## [Exercise objective]
Please extract every line in the material below that contains the string "chain", copying each such line in full.

## [Record excerpts]
##############################

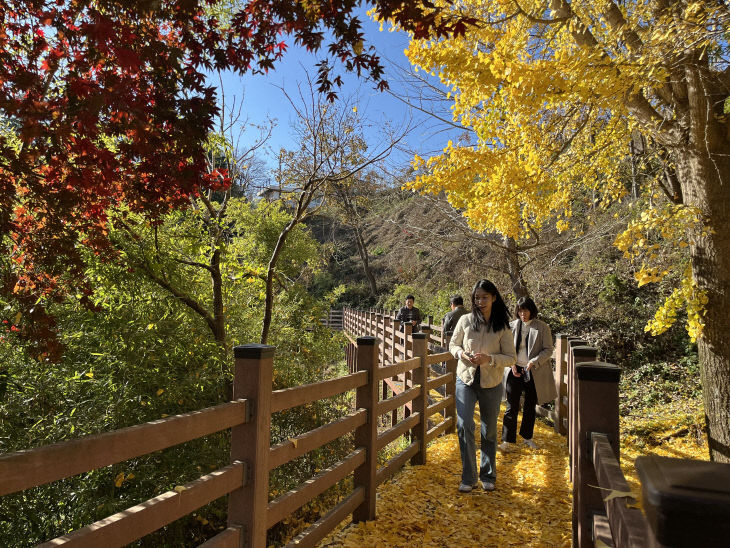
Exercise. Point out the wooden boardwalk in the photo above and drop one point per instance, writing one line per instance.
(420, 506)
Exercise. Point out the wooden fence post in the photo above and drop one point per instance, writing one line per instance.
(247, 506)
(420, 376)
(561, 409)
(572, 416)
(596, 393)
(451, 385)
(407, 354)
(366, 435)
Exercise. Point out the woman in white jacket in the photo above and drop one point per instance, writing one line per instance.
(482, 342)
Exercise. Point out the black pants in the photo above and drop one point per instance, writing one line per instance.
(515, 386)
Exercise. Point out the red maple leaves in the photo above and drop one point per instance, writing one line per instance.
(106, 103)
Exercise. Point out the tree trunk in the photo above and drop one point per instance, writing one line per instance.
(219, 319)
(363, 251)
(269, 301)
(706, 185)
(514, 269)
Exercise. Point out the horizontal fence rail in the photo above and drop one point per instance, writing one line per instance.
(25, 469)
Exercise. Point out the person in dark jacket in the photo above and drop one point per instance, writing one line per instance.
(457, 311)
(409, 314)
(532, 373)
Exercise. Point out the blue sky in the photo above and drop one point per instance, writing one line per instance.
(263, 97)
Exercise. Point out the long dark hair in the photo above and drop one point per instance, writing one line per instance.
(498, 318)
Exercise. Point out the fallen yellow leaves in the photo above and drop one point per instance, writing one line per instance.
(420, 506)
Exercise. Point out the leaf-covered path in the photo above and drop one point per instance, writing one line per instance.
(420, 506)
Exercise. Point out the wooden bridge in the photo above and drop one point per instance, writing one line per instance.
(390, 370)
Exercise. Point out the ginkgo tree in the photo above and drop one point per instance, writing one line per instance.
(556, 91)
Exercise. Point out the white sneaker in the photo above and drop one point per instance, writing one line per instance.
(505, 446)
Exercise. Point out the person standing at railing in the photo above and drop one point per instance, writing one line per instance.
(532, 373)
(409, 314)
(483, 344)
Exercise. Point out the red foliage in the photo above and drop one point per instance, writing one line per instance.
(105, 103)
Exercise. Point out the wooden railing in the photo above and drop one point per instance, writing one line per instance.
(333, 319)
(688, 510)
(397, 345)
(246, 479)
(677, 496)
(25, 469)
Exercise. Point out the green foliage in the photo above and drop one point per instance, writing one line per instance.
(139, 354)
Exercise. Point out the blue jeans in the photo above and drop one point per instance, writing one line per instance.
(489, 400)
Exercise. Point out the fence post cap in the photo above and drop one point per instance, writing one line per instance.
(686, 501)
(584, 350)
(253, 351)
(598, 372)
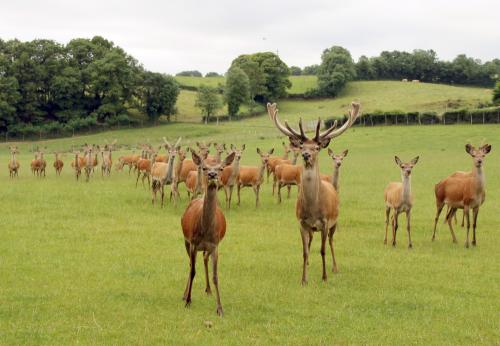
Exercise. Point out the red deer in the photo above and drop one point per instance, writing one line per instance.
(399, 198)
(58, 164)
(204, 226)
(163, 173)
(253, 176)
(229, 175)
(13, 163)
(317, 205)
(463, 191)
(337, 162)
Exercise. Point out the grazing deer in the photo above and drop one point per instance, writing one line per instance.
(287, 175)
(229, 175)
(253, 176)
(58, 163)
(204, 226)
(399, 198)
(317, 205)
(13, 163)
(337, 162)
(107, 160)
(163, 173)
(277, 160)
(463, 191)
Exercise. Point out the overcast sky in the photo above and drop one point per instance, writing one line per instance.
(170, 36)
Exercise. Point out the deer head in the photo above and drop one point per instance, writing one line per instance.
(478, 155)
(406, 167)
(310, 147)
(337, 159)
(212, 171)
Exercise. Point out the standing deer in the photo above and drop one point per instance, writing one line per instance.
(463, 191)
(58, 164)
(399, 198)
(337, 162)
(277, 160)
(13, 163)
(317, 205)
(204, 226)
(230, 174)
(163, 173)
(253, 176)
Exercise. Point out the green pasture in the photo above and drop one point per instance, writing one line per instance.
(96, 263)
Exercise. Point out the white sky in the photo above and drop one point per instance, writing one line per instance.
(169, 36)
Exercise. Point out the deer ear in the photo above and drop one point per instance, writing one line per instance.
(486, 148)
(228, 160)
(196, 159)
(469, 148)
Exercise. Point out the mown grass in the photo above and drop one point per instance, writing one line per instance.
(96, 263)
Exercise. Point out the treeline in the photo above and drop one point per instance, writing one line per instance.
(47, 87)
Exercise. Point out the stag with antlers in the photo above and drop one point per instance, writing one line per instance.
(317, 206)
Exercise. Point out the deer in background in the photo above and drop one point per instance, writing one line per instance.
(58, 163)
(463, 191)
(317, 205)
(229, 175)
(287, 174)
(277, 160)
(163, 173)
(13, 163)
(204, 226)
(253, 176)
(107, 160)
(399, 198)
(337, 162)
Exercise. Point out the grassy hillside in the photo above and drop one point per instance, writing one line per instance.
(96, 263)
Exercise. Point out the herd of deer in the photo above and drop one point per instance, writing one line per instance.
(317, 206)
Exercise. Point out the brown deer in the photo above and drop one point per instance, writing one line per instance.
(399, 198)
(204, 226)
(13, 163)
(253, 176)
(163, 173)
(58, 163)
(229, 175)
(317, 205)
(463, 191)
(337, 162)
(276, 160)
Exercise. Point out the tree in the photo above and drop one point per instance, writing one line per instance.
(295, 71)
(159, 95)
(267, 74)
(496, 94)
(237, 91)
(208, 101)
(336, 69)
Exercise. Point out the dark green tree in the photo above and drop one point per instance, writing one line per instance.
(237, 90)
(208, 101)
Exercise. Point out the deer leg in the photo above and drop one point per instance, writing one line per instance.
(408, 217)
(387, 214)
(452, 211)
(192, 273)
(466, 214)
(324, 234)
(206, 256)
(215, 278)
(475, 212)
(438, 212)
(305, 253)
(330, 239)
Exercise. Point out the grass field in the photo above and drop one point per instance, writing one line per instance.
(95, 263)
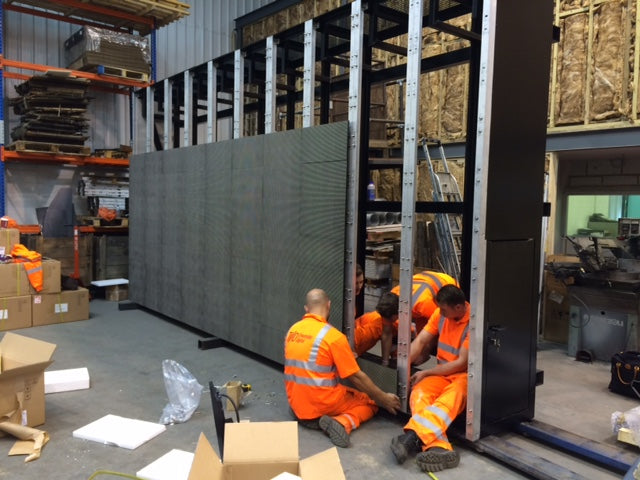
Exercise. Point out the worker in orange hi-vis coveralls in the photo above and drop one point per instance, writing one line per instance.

##############################

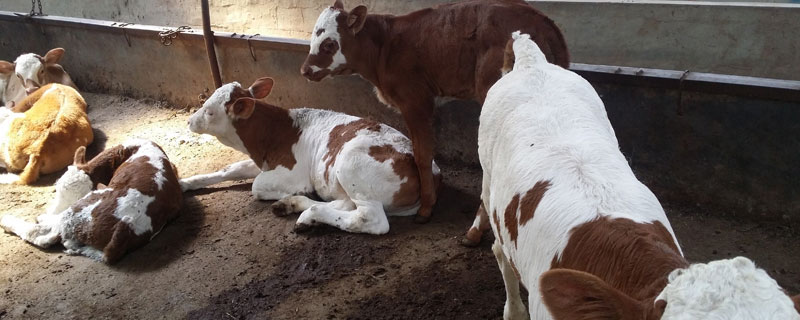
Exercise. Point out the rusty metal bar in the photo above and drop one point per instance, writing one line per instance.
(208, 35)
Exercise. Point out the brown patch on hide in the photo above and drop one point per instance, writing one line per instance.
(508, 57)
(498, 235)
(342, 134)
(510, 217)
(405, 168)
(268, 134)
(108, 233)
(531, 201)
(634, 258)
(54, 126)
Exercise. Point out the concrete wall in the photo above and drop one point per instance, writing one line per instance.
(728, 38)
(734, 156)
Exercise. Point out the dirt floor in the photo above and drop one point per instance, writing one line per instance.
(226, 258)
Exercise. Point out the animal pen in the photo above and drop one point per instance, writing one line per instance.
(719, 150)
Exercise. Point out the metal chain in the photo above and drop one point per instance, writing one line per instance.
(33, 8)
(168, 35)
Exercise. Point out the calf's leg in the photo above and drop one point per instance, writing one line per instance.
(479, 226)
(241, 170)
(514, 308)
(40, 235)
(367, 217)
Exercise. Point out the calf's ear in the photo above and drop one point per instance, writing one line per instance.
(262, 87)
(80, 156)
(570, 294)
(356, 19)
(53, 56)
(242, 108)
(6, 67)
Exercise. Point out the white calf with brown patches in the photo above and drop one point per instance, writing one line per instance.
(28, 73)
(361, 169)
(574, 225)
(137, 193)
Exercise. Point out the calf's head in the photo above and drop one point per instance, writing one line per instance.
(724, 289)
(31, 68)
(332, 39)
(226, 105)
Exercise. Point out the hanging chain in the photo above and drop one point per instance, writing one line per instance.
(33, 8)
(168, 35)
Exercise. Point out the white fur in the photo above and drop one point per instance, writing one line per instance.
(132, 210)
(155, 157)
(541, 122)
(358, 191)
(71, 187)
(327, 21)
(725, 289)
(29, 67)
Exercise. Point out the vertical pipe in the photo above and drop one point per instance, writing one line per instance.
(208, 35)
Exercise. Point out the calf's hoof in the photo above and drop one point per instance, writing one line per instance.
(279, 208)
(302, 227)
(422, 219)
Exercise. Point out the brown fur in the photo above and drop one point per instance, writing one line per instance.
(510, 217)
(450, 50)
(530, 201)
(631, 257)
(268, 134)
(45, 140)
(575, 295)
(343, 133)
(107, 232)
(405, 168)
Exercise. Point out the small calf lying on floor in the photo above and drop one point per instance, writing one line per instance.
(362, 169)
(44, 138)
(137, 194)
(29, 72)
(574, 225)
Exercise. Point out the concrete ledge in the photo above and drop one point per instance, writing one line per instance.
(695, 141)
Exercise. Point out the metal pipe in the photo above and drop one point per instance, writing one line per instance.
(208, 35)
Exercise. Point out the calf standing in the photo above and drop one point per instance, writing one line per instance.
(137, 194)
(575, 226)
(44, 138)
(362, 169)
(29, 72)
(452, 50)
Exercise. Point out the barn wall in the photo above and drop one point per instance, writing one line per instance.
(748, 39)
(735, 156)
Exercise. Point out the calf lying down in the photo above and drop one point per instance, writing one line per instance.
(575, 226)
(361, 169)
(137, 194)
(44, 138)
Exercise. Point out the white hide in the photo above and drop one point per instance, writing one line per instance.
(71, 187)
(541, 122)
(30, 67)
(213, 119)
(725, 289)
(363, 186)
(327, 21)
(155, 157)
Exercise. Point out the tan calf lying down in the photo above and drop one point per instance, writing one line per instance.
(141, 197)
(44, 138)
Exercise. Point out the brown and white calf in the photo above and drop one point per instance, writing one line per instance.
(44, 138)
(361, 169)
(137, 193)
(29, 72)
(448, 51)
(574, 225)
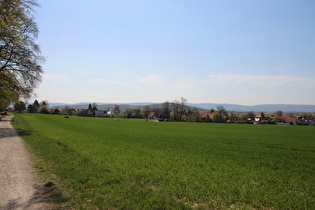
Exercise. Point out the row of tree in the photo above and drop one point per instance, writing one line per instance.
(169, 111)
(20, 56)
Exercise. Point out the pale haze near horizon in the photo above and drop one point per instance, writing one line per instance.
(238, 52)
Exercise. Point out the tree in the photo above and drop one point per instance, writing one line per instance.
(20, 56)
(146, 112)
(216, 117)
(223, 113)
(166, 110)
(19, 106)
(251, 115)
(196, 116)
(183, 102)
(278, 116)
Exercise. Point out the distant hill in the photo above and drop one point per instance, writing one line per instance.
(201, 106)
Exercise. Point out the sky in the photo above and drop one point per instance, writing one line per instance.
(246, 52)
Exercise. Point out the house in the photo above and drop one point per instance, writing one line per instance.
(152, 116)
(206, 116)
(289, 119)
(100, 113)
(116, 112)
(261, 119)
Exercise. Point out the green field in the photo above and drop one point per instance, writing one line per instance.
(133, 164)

##############################

## [Task result]
Exercise. Point out the metal chain in the photo above and drop one point per instance, writing one line per instance.
Exercise. Point out the hanging chain in the photo above and drop one point per instance, writing one line per instance.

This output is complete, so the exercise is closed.